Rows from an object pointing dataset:
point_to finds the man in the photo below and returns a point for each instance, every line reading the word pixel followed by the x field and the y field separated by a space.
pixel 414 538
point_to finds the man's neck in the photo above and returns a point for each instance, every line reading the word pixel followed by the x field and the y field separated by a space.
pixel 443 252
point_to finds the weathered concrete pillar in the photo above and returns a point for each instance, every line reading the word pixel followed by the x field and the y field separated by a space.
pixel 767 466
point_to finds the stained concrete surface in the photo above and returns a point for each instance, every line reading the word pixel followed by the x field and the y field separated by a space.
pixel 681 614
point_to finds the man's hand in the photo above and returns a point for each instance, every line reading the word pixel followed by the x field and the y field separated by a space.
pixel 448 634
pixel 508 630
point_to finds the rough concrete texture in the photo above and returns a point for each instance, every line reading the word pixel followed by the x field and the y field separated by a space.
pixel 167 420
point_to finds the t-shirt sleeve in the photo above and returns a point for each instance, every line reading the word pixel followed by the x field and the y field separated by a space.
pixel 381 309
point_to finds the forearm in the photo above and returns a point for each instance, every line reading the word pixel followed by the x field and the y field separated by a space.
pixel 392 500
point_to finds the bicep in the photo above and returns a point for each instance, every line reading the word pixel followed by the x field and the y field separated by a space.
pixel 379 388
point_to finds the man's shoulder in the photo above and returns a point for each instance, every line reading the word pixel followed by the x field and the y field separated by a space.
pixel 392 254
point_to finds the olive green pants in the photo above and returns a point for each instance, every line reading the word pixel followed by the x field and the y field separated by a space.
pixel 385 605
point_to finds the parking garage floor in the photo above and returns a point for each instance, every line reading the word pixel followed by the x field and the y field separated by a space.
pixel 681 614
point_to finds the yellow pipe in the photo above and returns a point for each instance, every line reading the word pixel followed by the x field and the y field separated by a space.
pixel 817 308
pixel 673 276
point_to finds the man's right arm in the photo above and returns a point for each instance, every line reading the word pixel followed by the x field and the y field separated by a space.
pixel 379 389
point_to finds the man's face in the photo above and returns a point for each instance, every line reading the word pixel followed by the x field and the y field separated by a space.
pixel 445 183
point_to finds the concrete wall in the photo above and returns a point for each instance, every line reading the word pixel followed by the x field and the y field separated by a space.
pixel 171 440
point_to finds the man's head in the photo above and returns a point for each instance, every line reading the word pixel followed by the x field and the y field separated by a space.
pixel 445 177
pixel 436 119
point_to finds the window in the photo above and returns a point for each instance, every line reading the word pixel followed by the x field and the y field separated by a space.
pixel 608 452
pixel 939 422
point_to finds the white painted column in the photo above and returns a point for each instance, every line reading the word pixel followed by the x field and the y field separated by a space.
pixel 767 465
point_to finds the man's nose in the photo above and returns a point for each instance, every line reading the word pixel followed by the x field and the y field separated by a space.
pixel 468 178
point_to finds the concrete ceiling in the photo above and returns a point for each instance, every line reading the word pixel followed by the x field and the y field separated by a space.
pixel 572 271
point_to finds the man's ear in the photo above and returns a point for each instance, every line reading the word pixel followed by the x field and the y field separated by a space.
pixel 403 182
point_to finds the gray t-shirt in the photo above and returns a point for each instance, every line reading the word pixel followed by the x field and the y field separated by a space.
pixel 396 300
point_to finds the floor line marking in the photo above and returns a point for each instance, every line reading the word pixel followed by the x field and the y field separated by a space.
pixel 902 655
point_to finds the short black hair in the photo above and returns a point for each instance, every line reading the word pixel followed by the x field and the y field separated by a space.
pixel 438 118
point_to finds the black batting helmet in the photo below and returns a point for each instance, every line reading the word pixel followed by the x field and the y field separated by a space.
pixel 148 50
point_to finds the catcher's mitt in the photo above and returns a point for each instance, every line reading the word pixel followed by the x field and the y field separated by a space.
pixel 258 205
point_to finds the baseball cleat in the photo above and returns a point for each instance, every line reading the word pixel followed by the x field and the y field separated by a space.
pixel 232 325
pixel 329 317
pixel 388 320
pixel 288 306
--
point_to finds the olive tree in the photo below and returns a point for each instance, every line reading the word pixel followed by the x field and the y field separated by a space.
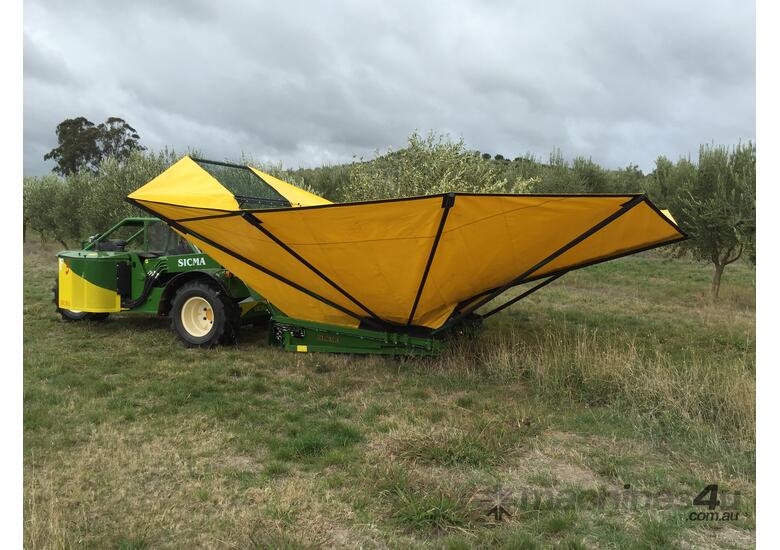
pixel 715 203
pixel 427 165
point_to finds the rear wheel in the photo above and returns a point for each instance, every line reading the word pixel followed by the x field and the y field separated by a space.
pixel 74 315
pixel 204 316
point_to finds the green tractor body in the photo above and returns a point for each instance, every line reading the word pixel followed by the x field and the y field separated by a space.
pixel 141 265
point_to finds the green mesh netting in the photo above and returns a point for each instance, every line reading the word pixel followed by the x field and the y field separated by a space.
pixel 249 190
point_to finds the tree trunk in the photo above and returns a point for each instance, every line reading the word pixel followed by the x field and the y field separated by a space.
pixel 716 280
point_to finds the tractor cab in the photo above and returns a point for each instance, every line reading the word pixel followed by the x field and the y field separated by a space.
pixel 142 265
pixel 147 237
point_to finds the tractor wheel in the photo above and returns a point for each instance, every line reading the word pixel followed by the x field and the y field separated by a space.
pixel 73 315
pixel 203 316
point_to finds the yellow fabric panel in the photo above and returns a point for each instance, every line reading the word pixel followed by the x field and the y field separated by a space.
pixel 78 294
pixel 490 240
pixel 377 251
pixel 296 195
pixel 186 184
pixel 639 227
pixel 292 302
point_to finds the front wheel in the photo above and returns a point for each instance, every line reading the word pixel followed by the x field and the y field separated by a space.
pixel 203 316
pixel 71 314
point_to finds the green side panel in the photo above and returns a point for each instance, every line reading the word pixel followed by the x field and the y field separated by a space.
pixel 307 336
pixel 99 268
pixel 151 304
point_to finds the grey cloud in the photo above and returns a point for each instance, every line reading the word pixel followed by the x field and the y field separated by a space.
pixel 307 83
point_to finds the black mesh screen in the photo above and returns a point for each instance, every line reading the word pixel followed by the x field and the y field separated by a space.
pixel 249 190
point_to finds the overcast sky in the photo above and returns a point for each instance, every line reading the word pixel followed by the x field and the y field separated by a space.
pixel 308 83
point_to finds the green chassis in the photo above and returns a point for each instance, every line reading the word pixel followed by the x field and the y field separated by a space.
* * *
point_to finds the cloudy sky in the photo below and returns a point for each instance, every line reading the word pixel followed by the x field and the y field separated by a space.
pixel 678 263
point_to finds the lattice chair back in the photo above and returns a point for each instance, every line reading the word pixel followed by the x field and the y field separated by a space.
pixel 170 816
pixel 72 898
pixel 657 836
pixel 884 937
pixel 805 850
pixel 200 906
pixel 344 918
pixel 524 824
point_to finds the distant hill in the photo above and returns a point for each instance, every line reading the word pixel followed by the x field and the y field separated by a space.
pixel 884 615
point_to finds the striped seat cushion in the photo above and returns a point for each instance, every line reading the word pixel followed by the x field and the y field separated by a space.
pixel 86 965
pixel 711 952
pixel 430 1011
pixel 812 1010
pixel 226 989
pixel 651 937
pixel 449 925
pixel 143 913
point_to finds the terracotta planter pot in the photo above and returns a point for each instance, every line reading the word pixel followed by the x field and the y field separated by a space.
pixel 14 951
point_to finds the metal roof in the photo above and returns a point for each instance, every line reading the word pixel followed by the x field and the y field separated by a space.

## SET TASK:
Please recast the records as a numbered list, beginning at the line that contains "point_to finds the black batting" and stopping after the line that contains "pixel 288 306". Leave out any blank lines.

## EXPECTED OUTPUT:
1. point_to finds the black batting helmet in the photo below and returns a point for each instance, every line reading the word pixel followed by the x field and the y field separated by a space.
2. pixel 148 50
3. point_to finds the catcher's mitt in the photo above and returns a point for each instance, every line reading the word pixel followed by the x field and the y field separated by a space.
4. pixel 258 205
5. point_to finds the baseball cleat in the photo above and returns a point for each instance, every line reading the word pixel followed by the x field and the y field separated by a space.
6. pixel 232 325
7. pixel 329 317
8. pixel 388 320
9. pixel 288 306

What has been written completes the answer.